═════ Texto extraído ═════

A la pregunta obligada de qué le ha parecido la película que han hecho con su libro, Philbrick responde con una gran sonrisa: “Me ha encantado. La he disfrutado muchísimo. No hay nada que me chirríe. Es mi libro, es muy fiel en espíritu a la historia, que es esencialmente una historia de aventuras”. La visita de Melville, que es la base del filme, en realidad no se produjo. “Es cierto, Melville estuvo en Nantucket después de escribir Moby Dick y no buscando inspiración para la novela, pero no por eso se traiciona la historia. Melville se inspiró realmente en el hundimiento del Essex y conoció a varios de los supervivientes. Las decisiones artísticas que se han tomado en el filme me parecen muy buenas: el cine es otro medio y tiene sus propias reglas”.
La película se sustenta dramáticamente, sobre todo en su parte inicial (con un aire de Master & Commander), en la en realidad inexistente rivalidad entre el capitán Pollard, de una de las familias señeras de Nantucket, y su segundo, Owen Chase, al que se presenta como un advenedizo en la cerrada comunidad, pero un gran y valiente marino. Es territorio de la Bounty y de Rebelión a bordo. “Es cierto, hay elementos reales en las personalidades de los dos personajes, pero supongo que en el filme se tenía que crear tensión rápidamente y era una buena manera de hacerlo”. Por primera vez una película alcanza a recrear visualmente lo que debía ser contemplar un mar lleno de ballenas hasta el horizonte. “Eso es extraordinario, lo ves y exclamas ¡guau!, así era”.

═════

Ejercicio 1:
Responde estas preguntas sobre el fragmento acerca de Philbrick y la película:
(a) ¿En qué lugar estuvo Melville después de escribir Moby Dick?
(b) ¿Qué hundimiento inspiró realmente a Melville?
(c) ¿Cómo se presenta a Owen Chase en la película?
Ejercicio 2:
Continúa el fragmento acerca de Philbrick y la película a partir de su última frase.

═════ Filas ═════

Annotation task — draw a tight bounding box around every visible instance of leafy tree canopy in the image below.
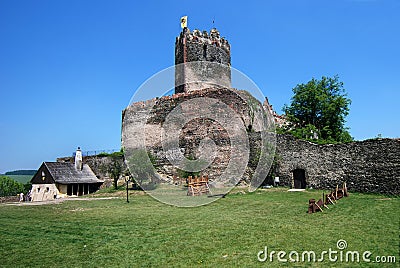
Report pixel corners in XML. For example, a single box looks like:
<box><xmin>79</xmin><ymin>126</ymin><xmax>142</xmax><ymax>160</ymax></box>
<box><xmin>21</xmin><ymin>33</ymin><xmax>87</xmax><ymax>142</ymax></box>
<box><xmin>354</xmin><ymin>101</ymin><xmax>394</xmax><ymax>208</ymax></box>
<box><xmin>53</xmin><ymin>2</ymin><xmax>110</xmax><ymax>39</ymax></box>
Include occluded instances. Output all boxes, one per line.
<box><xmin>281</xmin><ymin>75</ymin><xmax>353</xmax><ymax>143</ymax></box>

═════
═════ Filas ═════

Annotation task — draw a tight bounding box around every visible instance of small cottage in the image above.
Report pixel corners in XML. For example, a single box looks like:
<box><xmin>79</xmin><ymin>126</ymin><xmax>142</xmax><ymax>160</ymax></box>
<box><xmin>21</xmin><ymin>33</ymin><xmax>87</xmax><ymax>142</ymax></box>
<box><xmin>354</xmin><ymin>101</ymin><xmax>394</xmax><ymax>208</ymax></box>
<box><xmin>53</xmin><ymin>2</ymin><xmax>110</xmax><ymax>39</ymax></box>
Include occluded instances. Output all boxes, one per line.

═════
═════ Filas ═════

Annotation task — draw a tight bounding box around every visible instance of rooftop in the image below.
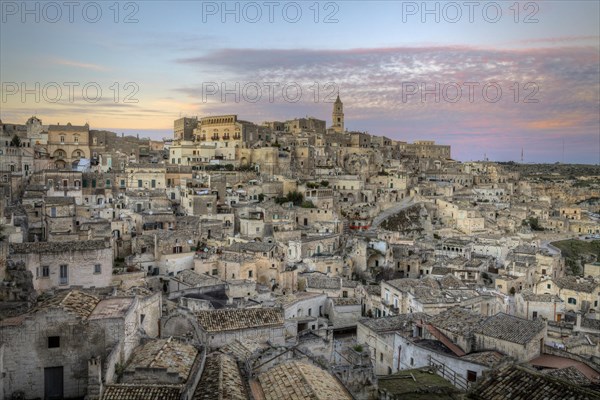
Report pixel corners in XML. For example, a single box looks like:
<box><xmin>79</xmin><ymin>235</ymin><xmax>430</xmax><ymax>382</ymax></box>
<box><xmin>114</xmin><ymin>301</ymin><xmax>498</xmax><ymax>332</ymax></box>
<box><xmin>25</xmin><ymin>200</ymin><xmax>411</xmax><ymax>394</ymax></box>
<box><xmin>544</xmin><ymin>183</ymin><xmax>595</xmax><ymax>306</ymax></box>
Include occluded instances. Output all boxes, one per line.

═════

Resultado 1:
(a) En Nantucket.
(b) El hundimiento del Essex.
(c) Como un advenedizo en la cerrada comunidad, pero un gran y valiente marino.

Resultado 2:
El carácter de la ballena, su personalidad por así decirlo, se ha variado en la película para acercarla a Moby Dick. “El cachalote que hundió el Essex actuó de una manera nada corriente, con una premeditación sorprendente. Enorme, de unos 26 metros y 80 toneladas, con la poderosa cabeza en forma de ariete llena de cicatrices, se fue a por ellos –como relata Owen Chase– y embistió al barco”. Volvió a atacar momentos después, esta vez a mayor velocidad, y propinó el golpe de gracia al ballenero. Luego se marchó para siempre, probablemente en dirección a la novela de Melville. La película, sin embargo, hace aparecer al vengativo cachalote varias veces más, persiguiendo a los náufragos, algo que no sucedió. “Los atacaron unas orcas, pero el cachalote no regresó, sin embargo es de nuevo una buena forma de crear tensión y no me parece una violación de la historia”. Philbrick recalca el gran error que cometieron los náufragos decidiendo dirigirse en sus tres botes hacia la costa americana en vez de a las más accesibles islas Marquesas por miedo a los caníbales. Ese miedo, paradójicamente, les hizo tener que convertirse en caníbales ellos mismos. La película, “inusualmente para un filme de Hollywood”, no ahorra algunas escenas muy duras.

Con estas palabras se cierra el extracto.